• **AIM**:
Print every line of the entries below without changing a character. Leave the pictures out.

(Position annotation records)
....
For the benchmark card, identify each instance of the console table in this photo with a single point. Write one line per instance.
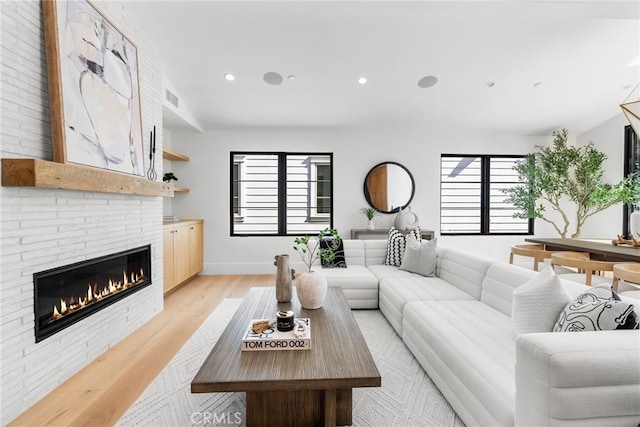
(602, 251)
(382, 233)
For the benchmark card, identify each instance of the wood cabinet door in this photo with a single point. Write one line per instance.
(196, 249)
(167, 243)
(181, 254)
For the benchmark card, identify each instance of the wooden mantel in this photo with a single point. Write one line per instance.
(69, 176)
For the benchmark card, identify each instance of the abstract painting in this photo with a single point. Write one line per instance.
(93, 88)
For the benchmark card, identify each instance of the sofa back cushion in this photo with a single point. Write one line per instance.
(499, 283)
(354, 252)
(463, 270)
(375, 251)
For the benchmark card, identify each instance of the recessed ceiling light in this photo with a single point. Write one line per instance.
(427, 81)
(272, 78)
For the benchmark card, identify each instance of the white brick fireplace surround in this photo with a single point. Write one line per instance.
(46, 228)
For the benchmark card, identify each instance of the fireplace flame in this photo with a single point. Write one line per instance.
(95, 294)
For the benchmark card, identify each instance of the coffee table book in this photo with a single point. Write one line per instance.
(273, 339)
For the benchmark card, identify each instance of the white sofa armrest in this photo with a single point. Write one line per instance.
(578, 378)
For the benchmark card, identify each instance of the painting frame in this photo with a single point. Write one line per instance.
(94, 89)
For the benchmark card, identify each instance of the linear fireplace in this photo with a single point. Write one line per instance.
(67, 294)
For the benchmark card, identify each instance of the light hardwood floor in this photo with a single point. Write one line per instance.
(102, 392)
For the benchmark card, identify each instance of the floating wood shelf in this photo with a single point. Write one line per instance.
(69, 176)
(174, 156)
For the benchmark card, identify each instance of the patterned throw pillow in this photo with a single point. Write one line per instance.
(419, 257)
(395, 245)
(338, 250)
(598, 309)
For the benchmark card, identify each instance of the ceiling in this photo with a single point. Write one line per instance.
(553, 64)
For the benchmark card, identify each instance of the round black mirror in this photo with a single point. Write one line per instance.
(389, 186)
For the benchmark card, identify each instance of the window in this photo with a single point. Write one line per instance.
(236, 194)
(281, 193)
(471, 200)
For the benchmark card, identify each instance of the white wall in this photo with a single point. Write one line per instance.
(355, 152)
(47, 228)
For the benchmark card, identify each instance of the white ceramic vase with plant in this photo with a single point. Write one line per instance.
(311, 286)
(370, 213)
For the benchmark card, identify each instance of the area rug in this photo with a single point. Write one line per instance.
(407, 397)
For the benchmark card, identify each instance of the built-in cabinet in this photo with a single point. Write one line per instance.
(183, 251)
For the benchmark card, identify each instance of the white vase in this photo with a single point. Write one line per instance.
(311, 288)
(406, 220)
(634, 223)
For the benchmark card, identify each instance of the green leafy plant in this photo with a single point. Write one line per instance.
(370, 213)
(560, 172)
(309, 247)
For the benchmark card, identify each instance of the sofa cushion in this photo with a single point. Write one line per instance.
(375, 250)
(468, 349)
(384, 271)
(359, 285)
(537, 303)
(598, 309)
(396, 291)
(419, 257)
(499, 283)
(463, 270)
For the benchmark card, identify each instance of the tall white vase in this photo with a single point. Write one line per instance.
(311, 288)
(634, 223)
....
• **PROBLEM SOLUTION**:
For the benchmark card, identify each instance of the console table in this photo with a single point. Write one line per instance.
(602, 251)
(382, 233)
For the benchmark card, identify each instance of the wood cabinet door in this photo with a single point. Write one line per instance.
(196, 249)
(167, 243)
(181, 254)
For the benchmark card, identify each instance of the wooden mantel in this photo with a single point. Write one line per instance.
(69, 176)
For the benchmark card, identify each instance of the abstract painting in this photo with a single point. Write one line per instance.
(93, 88)
For the benchmark card, identify each instance of the sofa back cushion in this photo with a single point. Write one line per instance.
(499, 283)
(354, 252)
(463, 270)
(375, 251)
For the benchmark card, identify each instance of the recessed ceiling light in this photo with a single point. Write one line per instance.
(427, 81)
(272, 78)
For the benchmark card, identify each instance of the white brick fireplace surround in this photo with a single point. Write one line per instance.
(46, 228)
For the benchmark card, identify each instance of the fireplace flame in this photo with a single point. Write one line per instance.
(95, 294)
For the benchmark card, identify each instance of the coffee table book in this photo with a single point. Write one line per instance.
(273, 339)
For the benchmark card, identify each instance of the white sofa armrest in this photo with a single point. Write one line per instance.
(578, 378)
For the benchmark card, identify each instance of the painting frame in this photo with a single point. Write one line per instance.
(94, 89)
For the benchmark card, identify each instance of the linear fireplace in this photo with a single point. Write one line per instance.
(67, 294)
For the benchmark card, identify each instance of the light hardwood floor in this photo with a single point. Write one line per instance.
(102, 392)
For the benchmark card, identify each instance of the floating wood shelf in this photo with a single point. Write one line per instance.
(69, 176)
(174, 156)
For the benchmark card, identify each instance of the patterned throw pillow in this photo with a single point. Write one line per instance.
(419, 257)
(395, 245)
(338, 250)
(598, 309)
For the benchmark card, identify each instance of the ceiling in this photo with a single point. Write one line per instance.
(553, 64)
For the benchmark card, identify each instance of the round black mirror in this photo with a single point. Write one line per instance.
(389, 186)
For the benchmark card, identify each instance of the window in this photo with a single point. Write one line per instance.
(236, 194)
(281, 193)
(471, 200)
For the benchmark card, identify each instance of the white wall in this photo with a single point. Write one line per instance.
(355, 152)
(47, 228)
For the benchmark card, identify each instance of the white ceramic vase with plant in this photo with a single point. Write one line per instance.
(311, 286)
(370, 213)
For the benchmark card, identify each instance of the area rug in this photo with a single point. Write one line per instance.
(407, 397)
For the benchmark card, identify each instance of the built-in cabinet in this photo with a single point. Write one line per instance.
(183, 251)
For the benchmark card, identify each instance of the white vase in this photo with a single point. Write one line per instance.
(311, 288)
(406, 220)
(634, 223)
For the benchmark card, identify each instance of the green leafy plant in this photo with a single point. Write one line per instance.
(370, 213)
(560, 172)
(309, 247)
For the benchmark card, identify each instance of the sofa cushion in this photo with a single point. Write one line per instance.
(375, 250)
(468, 349)
(384, 271)
(359, 285)
(537, 303)
(598, 309)
(396, 291)
(419, 257)
(499, 283)
(463, 270)
For the benchmark card, identify each instance of the tall white vase in this photo with a single point. Write one line per instance.
(311, 288)
(634, 223)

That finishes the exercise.